Что сделать: Перескажите короче, в виде списка, абзац исходного текста, который начинается словами «Теперь же посмотрим», и сохраните его главные факты.

Исходный текст:
Для славян река Ока — восточный край славянского мира. Вятичи и радимичи жили в верховьях Оки, не восточнее истока Дона. Все остальное славянство Залесья занимало левую сторону Оки до ее впадения в Волгу. Таким образом, река Ока, как бы окаймляя славянство, олицетворяла защитный край территориального его влияния. Потому славяне приняли ее название. Не имеют непосредственного отношения к названию Оки и финны. «Joka» в финском языке является определительным местоимением — каждый, всякий. Слово «joki» — река, точно так же как озеро — «ярви», болото — «суо», — всегда имеет конкретное значение. Называя то или иное водное пространство, давая ему какую-либо характеристику, финн обязательно добавляет: там вода течет (река), там вода не течет (озеро), там вода стоит (болото) — Кемийоки, Оулуйоки, Нясиярви, Вирмаярви, Суоденюурви и проч. Этимологию слова «Ока» надо искать в языках народов, ее населяющих и действительно когда-то населявших. Это отдельная большая тема, так как с этимологией этого слова связан обширный пласт проблем, выходящих за рамки настоящего повествования.
Теперь же посмотрим, как выглядел маршрут от Новгорода до Днепра по описаниям в летописи. Новгород расположен на северной оконечности озера Ильмень, а в его южную часть впадает река Ловать. Это та река, о которой говорится в летописи. Далее можно подняться вверх по течению реки Ловать до городка под названием Холм. От него вверх по речке Кунья до двух небольших притоков к ней: Сережи и Смяты. На первой расположена деревня с характерным названием Волок, а на речке второй — Волоковое. Похоже, что именно в этом месте осуществлялся первый волок по суше до притока реки Западная Двина речки Торопа. В зависимости от времени года и условиях разлива мелких речушек волок мог начинаться как с Сережи, так и со Смяты. От этих деревень до места, где, возможно, речные суда вновь сплавлялись на воду на речке Торопа в районе города Торопец, расстояние составляет примерно 50 километров. В весеннее время за счет подъема вод можно было по Смяте проплыть дальше и сократить расстояние, необходимое для волочения плавучих средств по суше, до 10 километров. Далее надо было плыть уже вниз по течению до впадения в Западную Двину около 50 километров. Далее по Западной Двине до города Сураж. Это место, где с левой стороны по течению Западной Двины в нее впадает речка Каспля. В верхнем ее течении в пределах небольших притоков Клец и Удра расположена деревня Волоковая. От нее до озера близ деревни Тишино имеется проток в районе печально известной деревни Катынь в Днепр, что находится ниже по течению от современного Смоленска на 20 километров. Расстояние от старого Смоленска составляет 10 километров. Катынь, возможно, от глагола «катать» или «перекатывать». Здесь волок мог составлять также в пределах 10 километров. И далее по Днепру — «в греки». Всего не менее трех волоков.
Второй путь, о котором мы узнаем из летописи, был короче и с одним волоком. Надо полагать, с устья Западной Двины из Рижского залива вверх по течению до Витебска в устье Л учесы, истоки которой начинаются с северной стороны возвышенности. С южной части той же возвышенности берет начало правый приток Днепра — Орша. В топонимике не сохранилось и намека на волок в этом месте, хотя вероятность его можно допустить. В районе города Орша Днепр опускается в низину и, как бы прорезая Смоленско-Московскую гряду поперек, образует цепь Осиновских болот.

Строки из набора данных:
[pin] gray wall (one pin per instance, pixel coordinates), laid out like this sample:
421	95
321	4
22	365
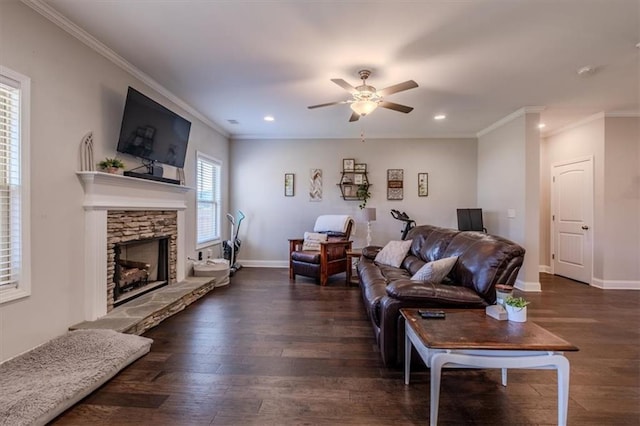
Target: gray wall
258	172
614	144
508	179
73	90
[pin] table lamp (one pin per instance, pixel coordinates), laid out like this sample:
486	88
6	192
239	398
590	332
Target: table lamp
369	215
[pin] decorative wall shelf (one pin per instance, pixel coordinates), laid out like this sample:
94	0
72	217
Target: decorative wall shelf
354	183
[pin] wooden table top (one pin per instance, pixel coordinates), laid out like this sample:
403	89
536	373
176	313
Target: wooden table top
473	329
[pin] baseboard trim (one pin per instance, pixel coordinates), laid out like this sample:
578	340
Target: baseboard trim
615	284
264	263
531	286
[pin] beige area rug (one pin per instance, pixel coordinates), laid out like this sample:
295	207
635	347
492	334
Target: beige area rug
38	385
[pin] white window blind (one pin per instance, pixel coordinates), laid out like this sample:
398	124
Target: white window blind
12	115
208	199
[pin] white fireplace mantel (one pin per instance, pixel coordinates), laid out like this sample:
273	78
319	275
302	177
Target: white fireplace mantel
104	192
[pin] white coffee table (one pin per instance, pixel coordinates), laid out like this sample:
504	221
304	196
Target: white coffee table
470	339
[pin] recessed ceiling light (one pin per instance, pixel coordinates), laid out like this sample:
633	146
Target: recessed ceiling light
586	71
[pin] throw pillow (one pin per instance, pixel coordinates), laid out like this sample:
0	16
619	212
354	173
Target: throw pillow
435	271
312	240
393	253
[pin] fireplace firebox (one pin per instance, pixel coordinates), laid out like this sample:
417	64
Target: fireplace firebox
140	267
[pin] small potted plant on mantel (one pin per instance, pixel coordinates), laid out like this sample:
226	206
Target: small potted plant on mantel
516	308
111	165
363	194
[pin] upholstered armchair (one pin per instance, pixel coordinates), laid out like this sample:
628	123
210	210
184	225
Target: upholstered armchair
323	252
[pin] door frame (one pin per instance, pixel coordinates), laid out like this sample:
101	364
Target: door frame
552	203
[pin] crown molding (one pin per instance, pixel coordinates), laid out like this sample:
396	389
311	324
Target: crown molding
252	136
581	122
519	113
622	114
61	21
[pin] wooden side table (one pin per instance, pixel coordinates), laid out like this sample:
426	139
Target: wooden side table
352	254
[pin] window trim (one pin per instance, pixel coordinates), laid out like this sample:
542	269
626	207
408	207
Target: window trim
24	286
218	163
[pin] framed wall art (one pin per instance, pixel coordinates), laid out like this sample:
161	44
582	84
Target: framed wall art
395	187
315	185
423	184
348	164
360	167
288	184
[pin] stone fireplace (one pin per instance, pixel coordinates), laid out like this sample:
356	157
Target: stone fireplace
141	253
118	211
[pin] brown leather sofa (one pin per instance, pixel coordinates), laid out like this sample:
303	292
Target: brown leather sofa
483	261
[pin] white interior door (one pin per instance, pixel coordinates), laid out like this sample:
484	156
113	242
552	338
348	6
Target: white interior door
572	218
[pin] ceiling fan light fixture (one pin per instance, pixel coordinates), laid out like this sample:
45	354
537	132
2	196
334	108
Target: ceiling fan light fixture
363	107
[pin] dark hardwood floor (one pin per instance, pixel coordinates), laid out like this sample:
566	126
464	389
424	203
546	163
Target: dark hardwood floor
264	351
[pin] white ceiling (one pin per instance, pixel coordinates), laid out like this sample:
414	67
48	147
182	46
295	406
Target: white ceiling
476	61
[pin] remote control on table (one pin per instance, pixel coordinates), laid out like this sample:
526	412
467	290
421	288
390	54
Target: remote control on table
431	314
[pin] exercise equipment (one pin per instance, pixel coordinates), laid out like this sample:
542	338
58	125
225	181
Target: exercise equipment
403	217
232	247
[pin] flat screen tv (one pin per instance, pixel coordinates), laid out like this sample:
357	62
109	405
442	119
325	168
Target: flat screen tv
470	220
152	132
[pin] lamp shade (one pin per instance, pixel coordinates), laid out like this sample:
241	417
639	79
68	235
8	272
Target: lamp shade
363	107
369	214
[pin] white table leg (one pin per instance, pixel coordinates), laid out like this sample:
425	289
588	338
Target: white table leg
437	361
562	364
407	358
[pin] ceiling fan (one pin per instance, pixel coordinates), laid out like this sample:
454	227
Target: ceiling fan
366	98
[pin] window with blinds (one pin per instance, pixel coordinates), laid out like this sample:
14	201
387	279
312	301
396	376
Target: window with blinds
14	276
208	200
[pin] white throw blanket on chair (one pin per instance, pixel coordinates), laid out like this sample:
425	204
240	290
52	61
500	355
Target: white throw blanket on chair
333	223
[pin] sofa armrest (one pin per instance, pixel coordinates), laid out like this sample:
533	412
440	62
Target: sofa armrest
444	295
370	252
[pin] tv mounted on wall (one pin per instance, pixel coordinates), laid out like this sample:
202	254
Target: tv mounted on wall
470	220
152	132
---
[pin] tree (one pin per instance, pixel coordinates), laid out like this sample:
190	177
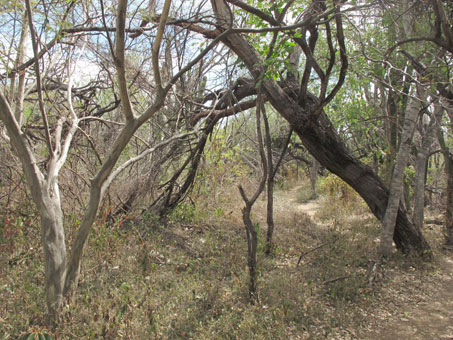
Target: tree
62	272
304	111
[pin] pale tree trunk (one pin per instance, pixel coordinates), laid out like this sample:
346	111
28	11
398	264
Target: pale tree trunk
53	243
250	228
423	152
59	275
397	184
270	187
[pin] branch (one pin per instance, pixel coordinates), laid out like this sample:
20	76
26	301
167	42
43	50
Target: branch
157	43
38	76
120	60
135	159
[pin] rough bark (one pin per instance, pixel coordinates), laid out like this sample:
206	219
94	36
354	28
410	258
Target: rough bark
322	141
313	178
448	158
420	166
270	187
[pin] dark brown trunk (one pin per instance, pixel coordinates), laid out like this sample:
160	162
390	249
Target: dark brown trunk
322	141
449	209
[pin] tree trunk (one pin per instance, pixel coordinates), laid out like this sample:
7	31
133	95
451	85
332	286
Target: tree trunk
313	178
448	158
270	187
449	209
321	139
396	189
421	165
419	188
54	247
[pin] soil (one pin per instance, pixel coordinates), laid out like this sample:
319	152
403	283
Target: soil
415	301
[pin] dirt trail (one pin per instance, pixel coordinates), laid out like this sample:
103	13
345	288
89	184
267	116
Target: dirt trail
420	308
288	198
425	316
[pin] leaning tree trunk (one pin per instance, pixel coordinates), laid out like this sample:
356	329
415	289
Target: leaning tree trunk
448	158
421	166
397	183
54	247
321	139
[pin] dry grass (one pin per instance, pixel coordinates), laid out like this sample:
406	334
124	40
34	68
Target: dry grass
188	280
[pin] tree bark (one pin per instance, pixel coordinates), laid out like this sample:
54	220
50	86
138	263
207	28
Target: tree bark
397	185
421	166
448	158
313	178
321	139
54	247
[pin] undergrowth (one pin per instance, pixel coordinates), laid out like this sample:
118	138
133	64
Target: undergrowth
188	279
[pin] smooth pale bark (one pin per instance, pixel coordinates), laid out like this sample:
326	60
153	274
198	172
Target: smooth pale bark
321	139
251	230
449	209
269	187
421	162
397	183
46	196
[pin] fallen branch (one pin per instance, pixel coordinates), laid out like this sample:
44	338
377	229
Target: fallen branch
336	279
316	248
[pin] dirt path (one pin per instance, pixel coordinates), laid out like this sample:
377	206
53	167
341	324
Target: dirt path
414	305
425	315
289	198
--
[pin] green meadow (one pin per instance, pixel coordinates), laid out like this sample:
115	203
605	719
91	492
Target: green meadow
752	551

Правильный ответ:
- Новгород стоит на северном краю озера Ильмень. В южную часть озера впадает река Ловать, о которой говорится в летописи.
- Путь шел вверх по Ловати до Холма, затем вверх по Кунье до ее притоков Сережи и Смяты. На них стоят деревни Волок и Волоковое.
- Здесь, похоже, был первый волок по суше до речки Торопа, притока Западной Двины, в районе Торопца. Его длина около 50 км, а весной, если плыть дальше по Смяте, до 10 км.
- Дальше путь шел вниз по Торопе около 50 км до Западной Двины, а по ней до Суража, где слева впадает Каспля.
- В верховьях Каспли, у притоков Клец и Удра, стоит деревня Волоковая. Оттуда через озеро у деревни Тишино и проток у Катыни путь выходил к Днепру. Катынь лежит в 20 км ниже современного Смоленска и в 10 км от старого. Волок здесь тоже мог быть около 10 км.
- Затем путь продолжался по Днепру «в греки». Всего на нем было не меньше трех волоков.